= Data on object locations =

|---|

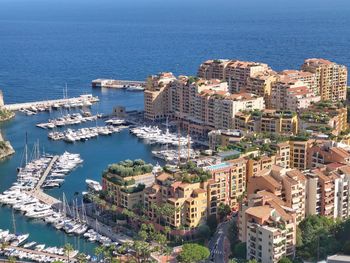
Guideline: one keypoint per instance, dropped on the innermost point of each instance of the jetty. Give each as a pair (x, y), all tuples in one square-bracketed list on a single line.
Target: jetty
[(43, 253), (38, 193), (117, 84), (83, 100)]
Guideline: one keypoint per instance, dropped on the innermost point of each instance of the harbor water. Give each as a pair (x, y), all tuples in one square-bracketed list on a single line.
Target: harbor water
[(45, 44), (97, 153)]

|---|

= GIVEN REQUEST =
Reproduce the data above with "Target" swapped for "Object" everywhere and everything else left unchanged. Leave out the pictures.

= EXERCISE RESULT =
Guideline: one keypoint per instance, dropped on the innermost point of each instance of the jetty. Give each as a pair (x, y), all tuples in one square-bracketed list on a single line.
Object: jetty
[(43, 253), (38, 193), (117, 84), (83, 100)]
Guideline: one keypoint per instance, dropped on the innermost point of each instance of the harbor water. Give each as a pair (x, y), all tuples in one square-bracketed list on a single line.
Object: harbor water
[(45, 44), (97, 153)]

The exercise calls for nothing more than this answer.